WHAT TO DO: Copy out the entries from the line containing "of the concrete" up to and including the line containing "pixel 365 114", word for word.

PROVIDED INFORMATION:
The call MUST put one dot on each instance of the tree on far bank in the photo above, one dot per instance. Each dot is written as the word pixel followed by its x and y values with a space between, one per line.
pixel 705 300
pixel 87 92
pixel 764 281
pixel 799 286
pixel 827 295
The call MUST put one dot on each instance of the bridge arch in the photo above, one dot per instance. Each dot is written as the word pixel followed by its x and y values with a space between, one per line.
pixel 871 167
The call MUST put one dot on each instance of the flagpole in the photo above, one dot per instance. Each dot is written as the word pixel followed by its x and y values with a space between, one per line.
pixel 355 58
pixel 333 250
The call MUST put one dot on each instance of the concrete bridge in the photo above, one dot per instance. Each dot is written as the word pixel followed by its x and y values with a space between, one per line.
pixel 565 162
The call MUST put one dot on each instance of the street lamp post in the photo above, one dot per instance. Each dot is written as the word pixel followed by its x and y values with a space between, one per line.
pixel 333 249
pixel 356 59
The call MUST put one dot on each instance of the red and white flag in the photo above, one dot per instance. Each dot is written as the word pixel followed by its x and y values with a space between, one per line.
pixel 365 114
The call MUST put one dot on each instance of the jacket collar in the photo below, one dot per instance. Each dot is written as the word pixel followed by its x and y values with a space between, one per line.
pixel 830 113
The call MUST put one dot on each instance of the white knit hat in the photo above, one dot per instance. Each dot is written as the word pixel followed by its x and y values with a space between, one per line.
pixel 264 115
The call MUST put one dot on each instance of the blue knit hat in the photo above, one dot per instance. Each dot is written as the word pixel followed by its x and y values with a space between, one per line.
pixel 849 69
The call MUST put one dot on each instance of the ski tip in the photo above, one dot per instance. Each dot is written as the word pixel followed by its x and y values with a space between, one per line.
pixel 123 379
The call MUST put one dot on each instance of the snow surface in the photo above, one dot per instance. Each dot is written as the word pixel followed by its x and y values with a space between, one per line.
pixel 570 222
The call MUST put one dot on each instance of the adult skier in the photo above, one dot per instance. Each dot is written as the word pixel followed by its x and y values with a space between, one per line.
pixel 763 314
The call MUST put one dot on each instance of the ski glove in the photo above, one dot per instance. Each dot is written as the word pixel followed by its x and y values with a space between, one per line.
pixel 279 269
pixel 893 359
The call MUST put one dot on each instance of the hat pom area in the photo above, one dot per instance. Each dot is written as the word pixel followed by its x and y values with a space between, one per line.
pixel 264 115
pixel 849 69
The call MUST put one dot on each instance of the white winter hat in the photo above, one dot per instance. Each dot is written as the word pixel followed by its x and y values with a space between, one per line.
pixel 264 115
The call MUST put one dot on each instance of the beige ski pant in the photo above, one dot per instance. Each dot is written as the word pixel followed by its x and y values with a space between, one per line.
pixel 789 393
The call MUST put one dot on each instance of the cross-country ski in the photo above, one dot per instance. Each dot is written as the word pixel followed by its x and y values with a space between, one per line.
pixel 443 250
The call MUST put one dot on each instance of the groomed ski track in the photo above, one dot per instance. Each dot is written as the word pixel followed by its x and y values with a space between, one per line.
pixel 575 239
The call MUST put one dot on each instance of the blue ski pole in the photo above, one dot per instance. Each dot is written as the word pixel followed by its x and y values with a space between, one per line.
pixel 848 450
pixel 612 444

SOLUTION FOR THIS EXERCISE:
The call MUST put one dot on each instance of the concrete bridge in the photo above, one dot per instance. Each dot is written as the word pixel followed by its x and y values with a space between, one per line.
pixel 565 162
The call MUST put one dot on each instance of the street lamp post in the photo above, one dot per instance. Each dot is written as the word pixel followed by its x and y values with a space between, one per line.
pixel 333 249
pixel 356 59
The call MUST put one dot on each instance of the red and white flag in the photo above, one dot per instance. Each dot is written as the word pixel followed by its x and y values with a space between, one per line.
pixel 365 114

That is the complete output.